The exercise:
Quote everything from "There are also" down to "a global problem." in the passage on threats to journalists below.

Selection:
-- BEGIN --

There are also the daily battles between the Trump administration and the White House press corps. Many of the stories written in the 100 days since Trump’s inauguration reflect the combative relationship – focusing on attacks leveled by Press Secretary Sean Spicer and debates with Trump. But that is a small part of a global problem.
“Following the polarizing election of Donald Trump in the United States, concerns were raised about the rise of fake news and the hostile and intimidating environment created by Trump’s heated rhetoric,” Committee to Protect Journalists Executive Director Joel Simon wrote in the report’s introduction. “But around the world the trends are deeper, more enduring, and more troubling.”
Attacks on journalists are increasingly deadly. The number of journalists killed in the past five years is greater than any five-year period in nearly three decades, according to CPJ. In addition, more journalists were jailed, 259, in 2016 than in any year since 1990.

-- END --

Record set:
-- BEGIN --

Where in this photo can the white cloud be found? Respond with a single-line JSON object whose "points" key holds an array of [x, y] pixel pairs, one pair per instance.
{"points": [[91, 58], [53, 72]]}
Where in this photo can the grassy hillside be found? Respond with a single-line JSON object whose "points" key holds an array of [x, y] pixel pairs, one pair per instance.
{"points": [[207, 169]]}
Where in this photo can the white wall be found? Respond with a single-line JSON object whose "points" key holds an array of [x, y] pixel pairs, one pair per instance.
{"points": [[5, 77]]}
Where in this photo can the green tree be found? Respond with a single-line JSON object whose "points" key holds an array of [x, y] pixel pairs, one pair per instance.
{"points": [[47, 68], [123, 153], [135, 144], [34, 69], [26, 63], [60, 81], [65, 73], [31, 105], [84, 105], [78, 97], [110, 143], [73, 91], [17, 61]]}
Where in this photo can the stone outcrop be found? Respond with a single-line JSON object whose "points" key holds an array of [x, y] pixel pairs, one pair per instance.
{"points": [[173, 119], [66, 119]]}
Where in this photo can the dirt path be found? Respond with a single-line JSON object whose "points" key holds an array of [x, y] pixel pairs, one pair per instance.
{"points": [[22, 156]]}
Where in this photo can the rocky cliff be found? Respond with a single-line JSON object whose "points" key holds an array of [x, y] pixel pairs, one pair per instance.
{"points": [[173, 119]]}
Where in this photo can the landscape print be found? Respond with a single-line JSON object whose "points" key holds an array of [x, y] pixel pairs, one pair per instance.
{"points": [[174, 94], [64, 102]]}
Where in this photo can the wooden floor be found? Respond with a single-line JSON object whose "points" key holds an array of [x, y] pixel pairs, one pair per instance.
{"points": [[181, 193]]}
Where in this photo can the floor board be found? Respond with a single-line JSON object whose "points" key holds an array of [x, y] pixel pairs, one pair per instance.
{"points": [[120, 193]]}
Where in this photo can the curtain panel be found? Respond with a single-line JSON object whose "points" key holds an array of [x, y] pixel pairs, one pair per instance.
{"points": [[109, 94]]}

-- END --

Exercise output:
There are also the daily battles between the Trump administration and the White House press corps. Many of the stories written in the 100 days since Trump’s inauguration reflect the combative relationship – focusing on attacks leveled by Press Secretary Sean Spicer and debates with Trump. But that is a small part of a global problem.